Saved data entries
________________________________________

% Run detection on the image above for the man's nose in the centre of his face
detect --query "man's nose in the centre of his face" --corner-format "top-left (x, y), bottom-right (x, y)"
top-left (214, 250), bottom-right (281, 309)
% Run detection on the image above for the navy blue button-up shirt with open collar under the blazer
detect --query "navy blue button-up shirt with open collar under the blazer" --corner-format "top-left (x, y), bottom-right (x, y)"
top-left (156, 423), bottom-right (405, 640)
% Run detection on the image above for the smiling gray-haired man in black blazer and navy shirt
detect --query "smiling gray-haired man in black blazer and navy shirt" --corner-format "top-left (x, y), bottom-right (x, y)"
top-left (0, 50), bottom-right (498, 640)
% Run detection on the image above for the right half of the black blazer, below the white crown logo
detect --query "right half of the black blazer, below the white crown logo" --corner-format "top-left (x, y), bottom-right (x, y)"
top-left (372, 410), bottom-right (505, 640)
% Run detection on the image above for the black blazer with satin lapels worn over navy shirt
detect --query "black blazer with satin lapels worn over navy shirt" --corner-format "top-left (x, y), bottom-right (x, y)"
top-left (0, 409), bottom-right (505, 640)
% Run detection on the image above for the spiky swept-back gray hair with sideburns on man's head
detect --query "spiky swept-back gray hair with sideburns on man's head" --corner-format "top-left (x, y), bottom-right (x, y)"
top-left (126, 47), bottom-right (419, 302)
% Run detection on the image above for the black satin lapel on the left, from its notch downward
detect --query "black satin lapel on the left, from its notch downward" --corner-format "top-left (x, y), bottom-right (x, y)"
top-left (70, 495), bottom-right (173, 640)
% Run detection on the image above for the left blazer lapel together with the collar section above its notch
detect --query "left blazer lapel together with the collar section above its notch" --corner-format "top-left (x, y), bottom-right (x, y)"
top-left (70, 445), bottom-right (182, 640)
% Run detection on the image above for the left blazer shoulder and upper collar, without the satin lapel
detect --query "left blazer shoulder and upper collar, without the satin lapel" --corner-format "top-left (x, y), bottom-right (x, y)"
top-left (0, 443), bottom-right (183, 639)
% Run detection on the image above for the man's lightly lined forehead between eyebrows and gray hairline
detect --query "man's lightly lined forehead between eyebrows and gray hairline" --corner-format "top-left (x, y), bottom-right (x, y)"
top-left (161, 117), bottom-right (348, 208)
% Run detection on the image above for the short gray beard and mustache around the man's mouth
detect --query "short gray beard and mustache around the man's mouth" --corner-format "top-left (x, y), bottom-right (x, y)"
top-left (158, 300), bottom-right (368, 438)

________________________________________

## [Instructions for the task]
Return the lines of the records that include the string "image".

## [Your solution]
% Run detection on the image above for the man's nose in the centre of his face
% Run detection on the image above for the navy blue button-up shirt with open collar under the blazer
% Run detection on the image above for the smiling gray-haired man in black blazer and navy shirt
% Run detection on the image above for the right half of the black blazer, below the white crown logo
% Run detection on the image above for the black blazer with satin lapels worn over navy shirt
% Run detection on the image above for the spiky swept-back gray hair with sideburns on man's head
% Run detection on the image above for the black satin lapel on the left, from its notch downward
% Run detection on the image above for the left blazer lapel together with the collar section above its notch
% Run detection on the image above for the left blazer shoulder and upper collar, without the satin lapel
% Run detection on the image above for the man's lightly lined forehead between eyebrows and gray hairline
% Run detection on the image above for the short gray beard and mustache around the man's mouth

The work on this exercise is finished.